* Task item:
Go through the records below and return each line that has "given" in it.

···

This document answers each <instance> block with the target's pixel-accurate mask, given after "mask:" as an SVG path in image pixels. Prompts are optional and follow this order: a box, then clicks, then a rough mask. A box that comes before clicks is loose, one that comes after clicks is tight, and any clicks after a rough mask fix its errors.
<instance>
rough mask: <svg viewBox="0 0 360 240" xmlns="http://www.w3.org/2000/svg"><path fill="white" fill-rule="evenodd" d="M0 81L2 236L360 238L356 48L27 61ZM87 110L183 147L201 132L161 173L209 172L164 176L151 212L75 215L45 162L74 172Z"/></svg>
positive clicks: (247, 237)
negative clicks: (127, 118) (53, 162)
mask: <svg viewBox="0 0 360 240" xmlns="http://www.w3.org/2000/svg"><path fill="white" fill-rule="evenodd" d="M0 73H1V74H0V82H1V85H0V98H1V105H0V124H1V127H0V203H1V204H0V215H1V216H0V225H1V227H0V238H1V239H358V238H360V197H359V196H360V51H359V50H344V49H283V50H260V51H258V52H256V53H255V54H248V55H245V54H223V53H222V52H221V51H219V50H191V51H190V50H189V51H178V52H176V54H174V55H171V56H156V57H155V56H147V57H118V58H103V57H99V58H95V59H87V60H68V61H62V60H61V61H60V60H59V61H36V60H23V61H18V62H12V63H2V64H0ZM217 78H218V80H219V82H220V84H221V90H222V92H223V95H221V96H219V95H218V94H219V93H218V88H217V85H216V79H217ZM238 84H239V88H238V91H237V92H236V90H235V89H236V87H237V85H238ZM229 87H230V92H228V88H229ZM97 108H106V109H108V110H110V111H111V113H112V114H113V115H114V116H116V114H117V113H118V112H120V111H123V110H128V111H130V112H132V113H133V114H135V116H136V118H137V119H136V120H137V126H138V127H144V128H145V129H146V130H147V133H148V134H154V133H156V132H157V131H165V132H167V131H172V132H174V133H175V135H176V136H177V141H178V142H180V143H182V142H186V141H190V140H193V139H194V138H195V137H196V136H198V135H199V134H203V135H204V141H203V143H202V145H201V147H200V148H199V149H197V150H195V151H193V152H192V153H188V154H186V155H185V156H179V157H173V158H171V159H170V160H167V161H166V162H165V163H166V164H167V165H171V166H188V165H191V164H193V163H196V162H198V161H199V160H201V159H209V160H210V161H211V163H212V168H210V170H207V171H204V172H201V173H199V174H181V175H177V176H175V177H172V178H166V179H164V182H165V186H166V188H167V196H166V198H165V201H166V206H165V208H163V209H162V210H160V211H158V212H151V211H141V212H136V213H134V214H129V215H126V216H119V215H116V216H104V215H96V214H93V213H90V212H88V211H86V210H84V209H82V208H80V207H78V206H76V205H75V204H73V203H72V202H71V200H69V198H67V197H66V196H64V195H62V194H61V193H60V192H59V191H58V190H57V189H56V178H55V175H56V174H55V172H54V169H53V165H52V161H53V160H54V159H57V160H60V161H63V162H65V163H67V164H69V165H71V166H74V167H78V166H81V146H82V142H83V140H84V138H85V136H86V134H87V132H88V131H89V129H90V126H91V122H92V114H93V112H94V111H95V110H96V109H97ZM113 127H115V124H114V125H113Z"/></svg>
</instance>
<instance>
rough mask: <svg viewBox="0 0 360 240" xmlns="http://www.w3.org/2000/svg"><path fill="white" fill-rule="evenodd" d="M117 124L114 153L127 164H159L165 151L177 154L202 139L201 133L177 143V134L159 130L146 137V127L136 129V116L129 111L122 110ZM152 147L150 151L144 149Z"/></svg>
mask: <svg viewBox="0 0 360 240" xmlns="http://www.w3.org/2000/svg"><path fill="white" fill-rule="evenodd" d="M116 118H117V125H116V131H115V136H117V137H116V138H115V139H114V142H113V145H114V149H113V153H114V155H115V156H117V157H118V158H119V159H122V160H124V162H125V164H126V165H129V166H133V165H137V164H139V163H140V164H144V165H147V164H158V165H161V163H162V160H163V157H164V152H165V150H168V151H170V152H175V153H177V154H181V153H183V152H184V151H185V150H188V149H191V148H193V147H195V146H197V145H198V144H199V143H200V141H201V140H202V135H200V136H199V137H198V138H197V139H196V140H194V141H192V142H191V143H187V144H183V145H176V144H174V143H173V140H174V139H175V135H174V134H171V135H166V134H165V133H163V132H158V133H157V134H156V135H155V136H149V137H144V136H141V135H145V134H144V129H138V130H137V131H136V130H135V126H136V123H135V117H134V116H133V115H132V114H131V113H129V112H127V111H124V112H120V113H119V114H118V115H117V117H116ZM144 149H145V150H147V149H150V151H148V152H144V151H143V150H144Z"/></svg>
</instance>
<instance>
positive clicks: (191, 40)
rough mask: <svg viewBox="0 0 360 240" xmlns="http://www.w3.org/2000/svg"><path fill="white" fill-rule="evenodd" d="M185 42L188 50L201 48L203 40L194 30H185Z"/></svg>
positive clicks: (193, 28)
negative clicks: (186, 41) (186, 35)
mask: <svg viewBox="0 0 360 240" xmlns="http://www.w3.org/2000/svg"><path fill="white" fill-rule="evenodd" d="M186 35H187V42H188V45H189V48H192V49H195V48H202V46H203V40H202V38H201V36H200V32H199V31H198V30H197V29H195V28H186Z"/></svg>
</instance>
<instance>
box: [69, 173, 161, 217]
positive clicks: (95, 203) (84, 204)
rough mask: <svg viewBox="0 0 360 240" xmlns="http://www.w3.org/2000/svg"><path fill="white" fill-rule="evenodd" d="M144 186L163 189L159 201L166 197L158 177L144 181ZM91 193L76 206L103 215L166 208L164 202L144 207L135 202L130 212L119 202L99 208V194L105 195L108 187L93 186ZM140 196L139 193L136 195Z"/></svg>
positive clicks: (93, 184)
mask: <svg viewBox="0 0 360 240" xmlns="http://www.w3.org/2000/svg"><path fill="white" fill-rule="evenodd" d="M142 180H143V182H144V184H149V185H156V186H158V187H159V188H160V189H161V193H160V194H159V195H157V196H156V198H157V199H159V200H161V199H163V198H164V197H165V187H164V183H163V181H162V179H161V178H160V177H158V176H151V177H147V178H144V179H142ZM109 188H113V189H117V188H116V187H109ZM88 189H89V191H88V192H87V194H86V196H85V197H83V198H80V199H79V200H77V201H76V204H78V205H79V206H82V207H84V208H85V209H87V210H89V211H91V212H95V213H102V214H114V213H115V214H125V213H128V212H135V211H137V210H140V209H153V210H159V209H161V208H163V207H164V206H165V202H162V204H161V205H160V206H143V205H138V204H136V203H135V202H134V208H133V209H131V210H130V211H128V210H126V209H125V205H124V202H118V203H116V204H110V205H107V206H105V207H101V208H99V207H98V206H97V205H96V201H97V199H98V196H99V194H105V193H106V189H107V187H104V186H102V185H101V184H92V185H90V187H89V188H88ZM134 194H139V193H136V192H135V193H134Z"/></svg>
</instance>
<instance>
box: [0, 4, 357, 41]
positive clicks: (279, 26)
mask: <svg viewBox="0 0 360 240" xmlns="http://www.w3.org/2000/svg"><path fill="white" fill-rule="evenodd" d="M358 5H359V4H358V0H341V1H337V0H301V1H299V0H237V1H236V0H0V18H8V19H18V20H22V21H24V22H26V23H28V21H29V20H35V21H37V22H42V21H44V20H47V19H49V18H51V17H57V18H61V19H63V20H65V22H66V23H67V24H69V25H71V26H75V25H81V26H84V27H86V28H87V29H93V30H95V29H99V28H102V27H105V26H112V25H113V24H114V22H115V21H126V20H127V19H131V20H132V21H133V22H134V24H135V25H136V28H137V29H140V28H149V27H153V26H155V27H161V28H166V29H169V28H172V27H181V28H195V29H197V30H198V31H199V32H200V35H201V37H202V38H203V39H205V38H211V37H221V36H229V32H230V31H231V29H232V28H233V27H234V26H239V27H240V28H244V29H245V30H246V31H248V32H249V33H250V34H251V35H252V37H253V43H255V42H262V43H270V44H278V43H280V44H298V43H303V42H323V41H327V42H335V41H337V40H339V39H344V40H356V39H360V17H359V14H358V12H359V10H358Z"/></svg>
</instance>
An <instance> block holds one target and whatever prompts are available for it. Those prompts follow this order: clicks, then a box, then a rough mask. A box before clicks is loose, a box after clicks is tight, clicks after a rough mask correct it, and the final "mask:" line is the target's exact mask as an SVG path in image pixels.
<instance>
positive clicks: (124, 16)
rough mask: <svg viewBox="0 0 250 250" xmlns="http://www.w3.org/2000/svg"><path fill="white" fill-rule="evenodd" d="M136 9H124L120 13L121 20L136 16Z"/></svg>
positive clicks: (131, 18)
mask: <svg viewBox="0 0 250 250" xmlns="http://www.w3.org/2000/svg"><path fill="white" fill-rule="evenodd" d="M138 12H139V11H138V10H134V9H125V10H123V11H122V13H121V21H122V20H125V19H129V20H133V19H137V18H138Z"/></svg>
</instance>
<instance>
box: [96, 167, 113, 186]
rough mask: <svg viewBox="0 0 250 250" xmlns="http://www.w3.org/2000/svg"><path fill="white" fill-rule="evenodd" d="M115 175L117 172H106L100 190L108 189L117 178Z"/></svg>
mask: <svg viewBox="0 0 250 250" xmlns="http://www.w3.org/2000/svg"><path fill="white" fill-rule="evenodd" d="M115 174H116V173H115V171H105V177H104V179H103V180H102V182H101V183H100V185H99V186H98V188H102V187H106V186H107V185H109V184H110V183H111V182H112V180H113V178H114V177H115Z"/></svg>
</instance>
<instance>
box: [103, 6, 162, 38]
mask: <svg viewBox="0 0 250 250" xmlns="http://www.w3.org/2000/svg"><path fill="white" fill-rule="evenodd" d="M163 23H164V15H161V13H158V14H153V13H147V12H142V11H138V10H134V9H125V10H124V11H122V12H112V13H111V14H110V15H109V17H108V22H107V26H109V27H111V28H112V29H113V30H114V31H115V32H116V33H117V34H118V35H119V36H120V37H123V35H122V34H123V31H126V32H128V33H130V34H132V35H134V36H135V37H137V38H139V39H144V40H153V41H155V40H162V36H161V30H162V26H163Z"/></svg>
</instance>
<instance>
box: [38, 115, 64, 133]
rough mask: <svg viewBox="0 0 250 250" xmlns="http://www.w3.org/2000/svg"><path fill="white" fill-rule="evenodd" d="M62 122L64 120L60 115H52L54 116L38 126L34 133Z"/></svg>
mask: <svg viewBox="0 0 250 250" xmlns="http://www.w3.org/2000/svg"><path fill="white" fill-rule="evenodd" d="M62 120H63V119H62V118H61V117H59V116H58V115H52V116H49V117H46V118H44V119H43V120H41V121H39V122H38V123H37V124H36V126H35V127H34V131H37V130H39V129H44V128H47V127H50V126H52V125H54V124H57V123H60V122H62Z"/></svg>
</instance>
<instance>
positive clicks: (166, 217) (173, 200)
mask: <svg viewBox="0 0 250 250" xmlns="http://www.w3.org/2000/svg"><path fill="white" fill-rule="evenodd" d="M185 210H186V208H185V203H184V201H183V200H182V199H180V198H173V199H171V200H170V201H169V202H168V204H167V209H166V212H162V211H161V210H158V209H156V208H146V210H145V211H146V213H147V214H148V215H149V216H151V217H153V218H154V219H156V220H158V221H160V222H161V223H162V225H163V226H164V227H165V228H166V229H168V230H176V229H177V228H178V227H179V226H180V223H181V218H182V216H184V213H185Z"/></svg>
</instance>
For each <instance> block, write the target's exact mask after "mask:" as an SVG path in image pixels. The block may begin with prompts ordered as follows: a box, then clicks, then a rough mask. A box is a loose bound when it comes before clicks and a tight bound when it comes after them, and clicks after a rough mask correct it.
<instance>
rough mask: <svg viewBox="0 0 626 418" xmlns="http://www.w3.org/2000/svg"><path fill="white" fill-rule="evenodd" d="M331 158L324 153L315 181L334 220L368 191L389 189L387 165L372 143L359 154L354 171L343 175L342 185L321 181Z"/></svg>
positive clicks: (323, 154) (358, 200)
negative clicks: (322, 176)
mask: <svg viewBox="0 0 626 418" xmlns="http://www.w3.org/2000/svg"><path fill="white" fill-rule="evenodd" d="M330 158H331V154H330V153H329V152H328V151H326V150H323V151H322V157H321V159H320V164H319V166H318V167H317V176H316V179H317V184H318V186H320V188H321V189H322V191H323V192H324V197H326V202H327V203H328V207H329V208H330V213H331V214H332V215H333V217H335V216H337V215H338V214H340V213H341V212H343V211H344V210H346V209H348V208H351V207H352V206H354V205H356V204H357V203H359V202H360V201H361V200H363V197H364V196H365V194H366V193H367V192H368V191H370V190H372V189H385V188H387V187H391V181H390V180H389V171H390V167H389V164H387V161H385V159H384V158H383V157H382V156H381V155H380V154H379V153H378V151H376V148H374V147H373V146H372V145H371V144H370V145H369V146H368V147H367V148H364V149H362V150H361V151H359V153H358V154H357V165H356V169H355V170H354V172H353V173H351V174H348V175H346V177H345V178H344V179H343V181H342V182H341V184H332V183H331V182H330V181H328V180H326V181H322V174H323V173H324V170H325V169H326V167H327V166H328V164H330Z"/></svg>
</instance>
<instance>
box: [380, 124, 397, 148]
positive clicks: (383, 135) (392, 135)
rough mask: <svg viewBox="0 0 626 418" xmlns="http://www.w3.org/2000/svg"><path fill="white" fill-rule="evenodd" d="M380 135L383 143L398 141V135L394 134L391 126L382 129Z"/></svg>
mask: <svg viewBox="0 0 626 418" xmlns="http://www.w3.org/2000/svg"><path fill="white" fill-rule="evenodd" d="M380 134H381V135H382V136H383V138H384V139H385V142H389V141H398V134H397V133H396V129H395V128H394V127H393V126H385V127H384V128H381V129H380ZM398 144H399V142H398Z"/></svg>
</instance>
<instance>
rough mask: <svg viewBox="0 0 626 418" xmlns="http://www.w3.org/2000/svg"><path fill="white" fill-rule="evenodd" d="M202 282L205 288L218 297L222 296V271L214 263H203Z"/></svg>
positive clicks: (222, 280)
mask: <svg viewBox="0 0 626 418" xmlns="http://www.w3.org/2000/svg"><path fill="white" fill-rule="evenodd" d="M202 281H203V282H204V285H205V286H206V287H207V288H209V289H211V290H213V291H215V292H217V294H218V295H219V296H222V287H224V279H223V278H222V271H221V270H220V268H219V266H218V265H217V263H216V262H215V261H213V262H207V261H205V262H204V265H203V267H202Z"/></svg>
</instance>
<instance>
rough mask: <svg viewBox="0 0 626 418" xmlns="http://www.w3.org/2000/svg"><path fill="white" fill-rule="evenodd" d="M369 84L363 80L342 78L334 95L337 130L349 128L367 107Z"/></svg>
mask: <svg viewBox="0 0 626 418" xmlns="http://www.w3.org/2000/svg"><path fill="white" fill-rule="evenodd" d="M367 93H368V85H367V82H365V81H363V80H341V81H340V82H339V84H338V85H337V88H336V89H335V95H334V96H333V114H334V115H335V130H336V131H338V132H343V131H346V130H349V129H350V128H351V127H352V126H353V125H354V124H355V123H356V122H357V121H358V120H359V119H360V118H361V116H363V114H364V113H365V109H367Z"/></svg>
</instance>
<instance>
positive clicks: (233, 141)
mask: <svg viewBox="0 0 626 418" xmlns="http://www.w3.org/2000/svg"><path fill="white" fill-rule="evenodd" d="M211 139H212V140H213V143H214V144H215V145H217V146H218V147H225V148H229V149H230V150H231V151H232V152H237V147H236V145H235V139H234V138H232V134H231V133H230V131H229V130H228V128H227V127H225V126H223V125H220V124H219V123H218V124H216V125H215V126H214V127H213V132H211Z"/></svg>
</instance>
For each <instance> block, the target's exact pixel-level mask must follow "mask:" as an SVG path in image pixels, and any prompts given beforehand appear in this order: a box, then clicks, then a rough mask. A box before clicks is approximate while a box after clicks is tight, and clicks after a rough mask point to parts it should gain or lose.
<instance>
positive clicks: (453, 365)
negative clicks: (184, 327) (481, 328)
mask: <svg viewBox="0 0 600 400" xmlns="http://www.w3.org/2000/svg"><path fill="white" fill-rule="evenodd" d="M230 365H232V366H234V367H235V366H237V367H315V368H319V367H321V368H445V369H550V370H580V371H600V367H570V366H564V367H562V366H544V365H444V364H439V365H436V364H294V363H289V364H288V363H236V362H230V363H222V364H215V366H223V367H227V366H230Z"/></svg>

···

* Solution:
This document answers each <instance> block with the target's pixel-accurate mask, given after "mask:" as an SVG path in image pixels. Prompts are optional and follow this order: a box, then clicks, then a rough mask. A box that comes before clicks is loose, one that comes after clicks is tight, and any clicks after a rough mask fix its errors.
For each <instance> block, the target's exact pixel-level mask must follow "mask:" as an SVG path in image pixels, and any prompts given beforehand appear in this order: a box, then clicks, then a rough mask. A box before clicks is approximate while a box after clicks is tight, and clicks after a rough mask point to parts it should gain or lose.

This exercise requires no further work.